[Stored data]
┌──
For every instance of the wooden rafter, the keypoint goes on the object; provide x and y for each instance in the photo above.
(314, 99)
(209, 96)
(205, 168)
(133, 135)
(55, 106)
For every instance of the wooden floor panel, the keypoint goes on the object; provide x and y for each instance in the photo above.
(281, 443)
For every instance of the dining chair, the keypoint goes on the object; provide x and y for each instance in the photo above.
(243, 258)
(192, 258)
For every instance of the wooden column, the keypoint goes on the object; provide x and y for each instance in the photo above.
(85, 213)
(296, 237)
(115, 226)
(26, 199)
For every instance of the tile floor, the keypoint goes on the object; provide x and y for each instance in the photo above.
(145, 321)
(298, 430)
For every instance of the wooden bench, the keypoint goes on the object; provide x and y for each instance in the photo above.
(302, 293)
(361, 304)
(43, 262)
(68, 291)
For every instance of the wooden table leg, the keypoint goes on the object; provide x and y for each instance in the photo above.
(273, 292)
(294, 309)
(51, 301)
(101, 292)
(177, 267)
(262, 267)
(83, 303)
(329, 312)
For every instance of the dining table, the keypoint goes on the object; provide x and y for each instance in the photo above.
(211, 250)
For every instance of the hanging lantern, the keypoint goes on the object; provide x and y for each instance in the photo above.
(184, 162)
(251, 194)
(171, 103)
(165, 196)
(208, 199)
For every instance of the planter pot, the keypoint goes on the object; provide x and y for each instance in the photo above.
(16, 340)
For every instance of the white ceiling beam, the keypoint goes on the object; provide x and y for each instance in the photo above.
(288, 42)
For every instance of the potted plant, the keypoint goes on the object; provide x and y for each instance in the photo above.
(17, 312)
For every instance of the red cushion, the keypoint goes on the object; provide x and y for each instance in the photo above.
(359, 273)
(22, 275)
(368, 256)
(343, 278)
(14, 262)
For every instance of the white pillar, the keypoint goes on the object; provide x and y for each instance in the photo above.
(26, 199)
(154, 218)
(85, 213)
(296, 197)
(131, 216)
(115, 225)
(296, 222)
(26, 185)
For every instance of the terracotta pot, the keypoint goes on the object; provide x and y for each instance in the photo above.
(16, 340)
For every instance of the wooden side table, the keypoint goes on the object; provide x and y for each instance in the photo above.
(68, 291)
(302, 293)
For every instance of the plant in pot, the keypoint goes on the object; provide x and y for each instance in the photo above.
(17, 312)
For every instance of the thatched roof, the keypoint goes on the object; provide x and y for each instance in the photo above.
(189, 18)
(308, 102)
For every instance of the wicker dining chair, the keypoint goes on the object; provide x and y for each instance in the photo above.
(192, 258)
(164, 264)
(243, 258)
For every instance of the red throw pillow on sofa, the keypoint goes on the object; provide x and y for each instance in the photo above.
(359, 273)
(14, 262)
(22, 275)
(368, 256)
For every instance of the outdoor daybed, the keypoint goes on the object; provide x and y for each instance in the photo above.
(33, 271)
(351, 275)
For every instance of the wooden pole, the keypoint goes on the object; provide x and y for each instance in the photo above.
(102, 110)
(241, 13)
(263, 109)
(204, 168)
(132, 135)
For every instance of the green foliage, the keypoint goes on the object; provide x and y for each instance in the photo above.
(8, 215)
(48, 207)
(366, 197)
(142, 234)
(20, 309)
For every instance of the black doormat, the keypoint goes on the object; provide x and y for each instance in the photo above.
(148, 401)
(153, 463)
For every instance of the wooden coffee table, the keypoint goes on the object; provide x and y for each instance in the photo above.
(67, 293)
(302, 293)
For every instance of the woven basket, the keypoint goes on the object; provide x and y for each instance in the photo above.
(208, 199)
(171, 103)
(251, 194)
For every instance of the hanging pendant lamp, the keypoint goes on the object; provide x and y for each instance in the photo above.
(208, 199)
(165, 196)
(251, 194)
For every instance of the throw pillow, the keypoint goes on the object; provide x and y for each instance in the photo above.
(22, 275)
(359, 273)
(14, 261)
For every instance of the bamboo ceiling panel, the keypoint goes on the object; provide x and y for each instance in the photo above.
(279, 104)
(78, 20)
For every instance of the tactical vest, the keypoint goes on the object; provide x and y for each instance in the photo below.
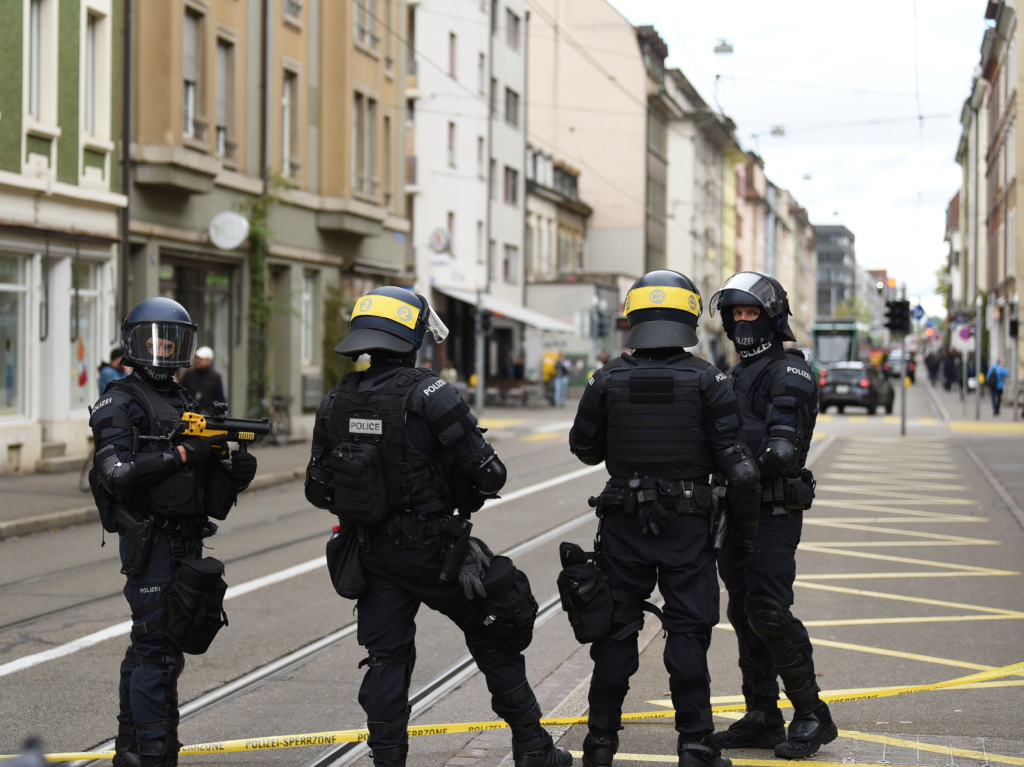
└──
▸ **Stated goal**: Copy the material word for word, from the line with "For every instance of the wooden pole, the" through its last line, and leave the pictures out of your copy.

▸ **Solution to the exercise**:
For every instance of the wooden pole, the keypoint goes on the object; provide x and y for each instance in the photo above.
(102, 110)
(241, 13)
(263, 109)
(204, 168)
(132, 135)
For every instance of the green foliage, the keypoint goes on the object; provide x and y for each instance in the photo above.
(8, 215)
(48, 207)
(366, 197)
(142, 234)
(20, 309)
For every instance of the black doormat, the keypoint goes on the object; provide x and y for each instance in the photo above.
(148, 401)
(153, 463)
For every instance of the wooden coffee table, the keypoint goes on the object; provide x and y for each instance in the photo above.
(67, 293)
(302, 293)
For every instance of the woven basket, the keypoint goes on the object; provide x and y for each instance in the photo above.
(208, 199)
(171, 103)
(251, 194)
For every instance of the hanging pendant lamp, the keypoint goes on the object; provide x and y for each instance in the photo above.
(208, 199)
(165, 196)
(251, 194)
For every instance of the throw pillow, the keypoint goes on the object; provide x and y for each instance in the photo above.
(22, 275)
(359, 273)
(14, 261)
For every instance of the bamboo ceiling panel, the keypoint goes on the object; provide x and y for each instance in the photo above.
(279, 104)
(78, 20)
For every instance of the tactical vest, the keypoint goes on the object; provide x and y for each instance in the photo below.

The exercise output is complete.